- WORK INSTRUCTIONS -
Every entry below needs to be repeated exactly as written.

- PROVIDED DATA -
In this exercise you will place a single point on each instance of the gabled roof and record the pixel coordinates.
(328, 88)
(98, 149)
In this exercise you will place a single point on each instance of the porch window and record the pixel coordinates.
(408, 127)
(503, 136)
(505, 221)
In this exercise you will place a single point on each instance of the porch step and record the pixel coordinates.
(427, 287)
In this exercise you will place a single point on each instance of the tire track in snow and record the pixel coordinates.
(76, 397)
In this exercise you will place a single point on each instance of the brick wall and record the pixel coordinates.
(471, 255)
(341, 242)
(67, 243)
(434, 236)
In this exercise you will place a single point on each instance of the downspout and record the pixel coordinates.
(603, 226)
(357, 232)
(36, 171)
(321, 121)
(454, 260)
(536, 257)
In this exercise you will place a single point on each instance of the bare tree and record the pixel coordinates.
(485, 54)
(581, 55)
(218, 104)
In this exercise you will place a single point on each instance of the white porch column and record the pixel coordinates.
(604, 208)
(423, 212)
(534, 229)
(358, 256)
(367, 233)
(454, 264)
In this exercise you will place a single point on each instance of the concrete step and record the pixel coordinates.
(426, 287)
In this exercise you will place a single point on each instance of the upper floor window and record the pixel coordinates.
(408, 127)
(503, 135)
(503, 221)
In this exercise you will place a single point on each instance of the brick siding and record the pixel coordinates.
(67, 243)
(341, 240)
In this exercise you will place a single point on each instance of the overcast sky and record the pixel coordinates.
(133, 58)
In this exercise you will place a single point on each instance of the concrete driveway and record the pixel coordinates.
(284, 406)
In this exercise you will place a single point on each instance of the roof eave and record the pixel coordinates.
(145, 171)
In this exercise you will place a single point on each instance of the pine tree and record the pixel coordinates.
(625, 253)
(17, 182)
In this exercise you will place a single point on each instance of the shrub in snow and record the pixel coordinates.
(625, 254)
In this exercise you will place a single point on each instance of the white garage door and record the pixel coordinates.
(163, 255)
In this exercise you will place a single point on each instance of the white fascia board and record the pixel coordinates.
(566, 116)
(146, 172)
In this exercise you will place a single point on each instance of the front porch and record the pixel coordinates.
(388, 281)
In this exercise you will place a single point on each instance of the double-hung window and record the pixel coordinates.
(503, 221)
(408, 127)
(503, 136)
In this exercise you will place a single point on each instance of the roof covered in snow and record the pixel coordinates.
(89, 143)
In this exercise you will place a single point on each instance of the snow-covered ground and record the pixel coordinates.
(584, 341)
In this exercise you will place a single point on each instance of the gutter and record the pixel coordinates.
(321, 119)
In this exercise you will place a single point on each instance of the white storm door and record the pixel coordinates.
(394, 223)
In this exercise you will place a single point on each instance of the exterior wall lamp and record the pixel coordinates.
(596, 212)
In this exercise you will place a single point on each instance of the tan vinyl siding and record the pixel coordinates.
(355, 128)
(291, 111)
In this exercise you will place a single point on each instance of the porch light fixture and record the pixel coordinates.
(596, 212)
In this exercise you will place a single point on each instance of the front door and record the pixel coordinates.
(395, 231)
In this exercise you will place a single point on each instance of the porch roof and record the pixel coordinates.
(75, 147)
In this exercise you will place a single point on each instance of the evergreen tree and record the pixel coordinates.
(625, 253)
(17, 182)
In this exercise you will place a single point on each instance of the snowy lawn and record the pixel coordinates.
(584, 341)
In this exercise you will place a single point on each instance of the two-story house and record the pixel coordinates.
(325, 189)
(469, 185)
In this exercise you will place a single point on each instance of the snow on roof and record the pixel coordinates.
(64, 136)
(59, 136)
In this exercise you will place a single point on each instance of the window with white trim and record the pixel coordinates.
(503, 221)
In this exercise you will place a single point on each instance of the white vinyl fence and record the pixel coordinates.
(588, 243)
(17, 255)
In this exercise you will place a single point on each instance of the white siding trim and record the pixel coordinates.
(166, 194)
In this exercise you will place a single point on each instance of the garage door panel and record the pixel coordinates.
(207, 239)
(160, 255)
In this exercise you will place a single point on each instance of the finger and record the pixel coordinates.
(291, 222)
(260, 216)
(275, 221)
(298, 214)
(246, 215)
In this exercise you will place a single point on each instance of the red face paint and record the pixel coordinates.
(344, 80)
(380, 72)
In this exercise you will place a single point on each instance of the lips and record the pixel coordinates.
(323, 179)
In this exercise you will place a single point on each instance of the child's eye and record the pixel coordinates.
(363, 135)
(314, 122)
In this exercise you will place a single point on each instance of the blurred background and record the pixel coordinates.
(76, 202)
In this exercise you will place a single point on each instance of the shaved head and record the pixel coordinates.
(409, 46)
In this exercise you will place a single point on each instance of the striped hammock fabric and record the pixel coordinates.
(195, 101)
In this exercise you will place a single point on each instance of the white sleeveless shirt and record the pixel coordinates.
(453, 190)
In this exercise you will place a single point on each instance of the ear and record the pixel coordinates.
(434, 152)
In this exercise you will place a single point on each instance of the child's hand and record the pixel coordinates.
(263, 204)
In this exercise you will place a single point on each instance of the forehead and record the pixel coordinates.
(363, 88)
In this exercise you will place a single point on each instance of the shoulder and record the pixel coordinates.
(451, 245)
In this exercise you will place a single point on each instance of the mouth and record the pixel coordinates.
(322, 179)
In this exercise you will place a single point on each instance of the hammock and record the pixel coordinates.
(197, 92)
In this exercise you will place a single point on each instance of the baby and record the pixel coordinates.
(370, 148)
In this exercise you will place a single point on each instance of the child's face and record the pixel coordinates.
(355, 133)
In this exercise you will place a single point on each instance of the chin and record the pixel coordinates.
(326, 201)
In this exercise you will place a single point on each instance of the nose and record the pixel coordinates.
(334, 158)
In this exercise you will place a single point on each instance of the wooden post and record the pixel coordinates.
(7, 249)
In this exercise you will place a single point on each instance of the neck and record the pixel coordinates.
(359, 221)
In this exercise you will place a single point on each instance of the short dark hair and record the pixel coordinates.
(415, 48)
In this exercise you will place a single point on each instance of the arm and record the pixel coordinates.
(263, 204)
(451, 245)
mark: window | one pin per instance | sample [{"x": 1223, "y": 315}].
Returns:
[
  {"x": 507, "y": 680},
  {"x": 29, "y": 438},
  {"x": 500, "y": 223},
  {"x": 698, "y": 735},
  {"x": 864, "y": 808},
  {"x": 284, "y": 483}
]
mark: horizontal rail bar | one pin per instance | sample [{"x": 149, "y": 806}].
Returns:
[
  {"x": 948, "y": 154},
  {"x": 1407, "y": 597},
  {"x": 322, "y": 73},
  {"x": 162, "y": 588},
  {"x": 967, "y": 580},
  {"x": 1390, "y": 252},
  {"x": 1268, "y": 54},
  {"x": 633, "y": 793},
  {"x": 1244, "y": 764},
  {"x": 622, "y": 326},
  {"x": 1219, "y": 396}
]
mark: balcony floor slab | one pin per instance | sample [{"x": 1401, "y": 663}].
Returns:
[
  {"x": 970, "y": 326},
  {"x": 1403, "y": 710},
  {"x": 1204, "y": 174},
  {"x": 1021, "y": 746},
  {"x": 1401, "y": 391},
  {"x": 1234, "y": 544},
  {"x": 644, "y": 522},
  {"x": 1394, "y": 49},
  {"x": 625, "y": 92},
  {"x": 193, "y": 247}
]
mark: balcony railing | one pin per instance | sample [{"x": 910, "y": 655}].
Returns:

- SOLUTION FOR THIS TASK -
In this exercise you will place a single point on each instance of the gabled roof and record the pixel coordinates.
(328, 88)
(98, 149)
In this exercise you will place a single point on each instance of the porch window and record the pixel coordinates.
(408, 127)
(503, 136)
(505, 221)
In this exercise you will place a single point on each instance of the porch step and record the pixel coordinates.
(427, 287)
In this exercise you will place a single point on each instance of the tire track in snow and record the pixel coordinates.
(76, 397)
In this exercise you will place a single point on each instance of the brick wall and record the pixel coordinates.
(471, 255)
(341, 242)
(67, 243)
(434, 236)
In this exercise you will place a single point on each instance of the downspout and record the pixel coordinates.
(603, 226)
(357, 232)
(36, 171)
(321, 121)
(454, 260)
(536, 257)
In this exercise you will place a single point on each instance of the bare tree and record the pixel coordinates.
(485, 54)
(581, 55)
(218, 104)
In this exercise you will place a single point on each instance of the white porch column and record the pixel coordinates.
(604, 208)
(423, 212)
(534, 229)
(358, 256)
(367, 233)
(454, 264)
In this exercise you will place a single point on each instance of the concrete step and record the pixel coordinates.
(426, 287)
In this exercise you will place a single point on each instance of the upper floor window and record the pixel coordinates.
(408, 127)
(503, 135)
(503, 221)
In this exercise you will place a single point on each instance of the brick siding and record the pixel coordinates.
(67, 243)
(341, 240)
In this exercise you will place a single point on each instance of the overcast sky and record the pixel coordinates.
(133, 58)
In this exercise you will place a single point on each instance of the concrete driveway and record the pixel coordinates.
(284, 406)
In this exercise you will place a single point on each instance of the roof eave and record the pixel coordinates.
(145, 171)
In this exercise you will place a single point on each instance of the pine tree and record the pixel coordinates.
(625, 253)
(17, 182)
In this exercise you will place a single point on each instance of the shrub in snow and record the pixel coordinates.
(625, 254)
In this exercise you will place a single point on each instance of the white garage door and record the pixel coordinates.
(163, 255)
In this exercise you will place a single point on each instance of the white fascia board and record the pixel coordinates.
(566, 116)
(146, 172)
In this exercise you will place a single point on each instance of the front porch and record the pixel coordinates.
(388, 281)
In this exercise you will place a single point on each instance of the double-hung window and record the pixel coordinates.
(503, 221)
(408, 127)
(503, 136)
In this exercise you will place a single point on each instance of the roof covered in snow and record the pixel coordinates.
(89, 143)
In this exercise you will place a single point on each instance of the snow-covered ground and record the pixel coordinates.
(584, 341)
In this exercise you will place a single point on each instance of the gutter and record the pixel coordinates.
(321, 119)
In this exercise you will place a single point on each instance of the white storm door and record the pixel coordinates.
(394, 223)
In this exercise you will place a single point on each instance of the exterior wall lamp and record the pixel coordinates.
(596, 212)
In this exercise you will place a single point on each instance of the tan vinyl siding and record the pixel coordinates.
(355, 128)
(291, 111)
In this exercise you will place a single point on each instance of the porch light fixture and record the pixel coordinates.
(596, 212)
In this exercise you will place a single point on each instance of the front door and record the pixel coordinates.
(395, 231)
In this exercise you will place a single point on each instance of the porch roof and record the pixel coordinates.
(75, 147)
In this exercise you will place a single point on each instance of the evergreen tree and record the pixel coordinates.
(625, 253)
(17, 182)
In this exercise you will place a single point on each instance of the snowy lawn and record the pixel coordinates.
(584, 341)
In this exercise you will place a single point on each instance of the two-story house and record the pixel coordinates.
(325, 189)
(469, 185)
In this exercise you will place a single point on each instance of the snow on roof and record the pixel coordinates.
(64, 136)
(59, 136)
In this exercise you will place a single point on each instance of the window with white trim and record the pixel coordinates.
(503, 221)
In this exercise you will place a single point on each instance of the white vinyl fence and record the pixel coordinates.
(588, 243)
(17, 255)
In this exercise you will place a single point on each instance of the white siding trim and record the pixel coordinates.
(166, 194)
In this exercise you will place a single point on each instance of the garage door panel and record the pixel coordinates.
(207, 239)
(160, 255)
In this exercise you will place a single point on each instance of the finger and record the pixel coordinates.
(291, 222)
(260, 216)
(275, 221)
(298, 214)
(246, 215)
In this exercise you will place a single point on each instance of the red face paint and record the pixel coordinates.
(344, 80)
(380, 72)
In this exercise you will place a single point on each instance of the lips and record the pixel coordinates.
(323, 179)
In this exercise you will place a single point on each instance of the child's eye and record the pixel coordinates.
(363, 135)
(314, 122)
In this exercise you will place a single point on each instance of the blurred background and record the pixel coordinates.
(76, 202)
In this exercise you will place a single point on each instance of the shaved head and record the pixel coordinates.
(409, 46)
In this exercise you will place a single point on each instance of the striped hammock fabric and record the pixel coordinates.
(195, 101)
In this exercise you will place a single point on each instance of the white sleeveless shirt and record the pixel coordinates.
(453, 190)
In this exercise you will place a single point on each instance of the ear and record the pixel coordinates.
(434, 152)
In this exercise you will place a single point on each instance of the child's hand and record the pixel coordinates.
(263, 204)
In this exercise you will place a single point on each instance of the forehead and record the pixel coordinates.
(363, 88)
In this exercise you will place a single point on each instance of the shoulder and record the pixel coordinates.
(451, 245)
In this exercise you will place a single point on each instance of the mouth and record the pixel coordinates.
(322, 179)
In this exercise you will place a single point on each instance of the hammock and record the pixel coordinates.
(197, 92)
In this exercise you will place a single point on each instance of the baby and record the pixel coordinates.
(370, 148)
In this exercise you will place a single point on each instance of the child's face and record the pixel coordinates.
(355, 133)
In this exercise you will place a single point on each instance of the chin and record the pixel coordinates.
(326, 201)
In this exercise you will place a single point on each instance of the nose and record the pixel coordinates.
(334, 158)
In this exercise you will place a single point on each instance of the wooden post and record the pixel coordinates.
(7, 249)
In this exercise you will place a single point on each instance of the neck and record the pixel coordinates.
(359, 221)
In this exercise you will place a single point on each instance of the short dark hair and record the pixel coordinates.
(415, 48)
In this exercise you will place a single point on each instance of the arm and record the pixel coordinates.
(263, 204)
(451, 245)
mark: window | one pin per instance | sample [{"x": 1223, "y": 315}].
Returns:
[
  {"x": 507, "y": 680},
  {"x": 29, "y": 438},
  {"x": 500, "y": 223},
  {"x": 698, "y": 735},
  {"x": 864, "y": 808},
  {"x": 284, "y": 483}
]
mark: horizontal rail bar | one pin per instance | sample [{"x": 149, "y": 806}].
Returns:
[
  {"x": 948, "y": 154},
  {"x": 1407, "y": 597},
  {"x": 322, "y": 73},
  {"x": 162, "y": 588},
  {"x": 967, "y": 580},
  {"x": 1390, "y": 252},
  {"x": 1268, "y": 54},
  {"x": 633, "y": 793},
  {"x": 1244, "y": 764},
  {"x": 622, "y": 326},
  {"x": 1219, "y": 396}
]
mark: balcony floor slab | one pin per instance | sample [{"x": 1401, "y": 663}].
Returns:
[
  {"x": 970, "y": 326},
  {"x": 1403, "y": 710},
  {"x": 1204, "y": 174},
  {"x": 1021, "y": 746},
  {"x": 1401, "y": 391},
  {"x": 1234, "y": 544},
  {"x": 644, "y": 522},
  {"x": 1394, "y": 49},
  {"x": 625, "y": 92},
  {"x": 193, "y": 247}
]
mark: balcony railing | one pin per instance | sample [{"x": 910, "y": 655}].
Returns:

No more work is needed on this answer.